Items stored from a collection
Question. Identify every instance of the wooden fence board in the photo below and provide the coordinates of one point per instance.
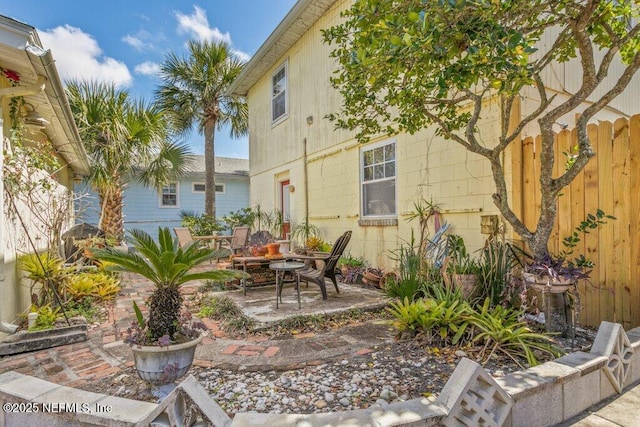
(619, 261)
(611, 182)
(634, 217)
(603, 256)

The request: Print each of the records above again word for word, omitting the pictures.

Problem solution:
Question. Identify every instance of the wooden fence board in the photo below and provide the coordinates of one point per instance.
(619, 261)
(611, 182)
(634, 217)
(603, 256)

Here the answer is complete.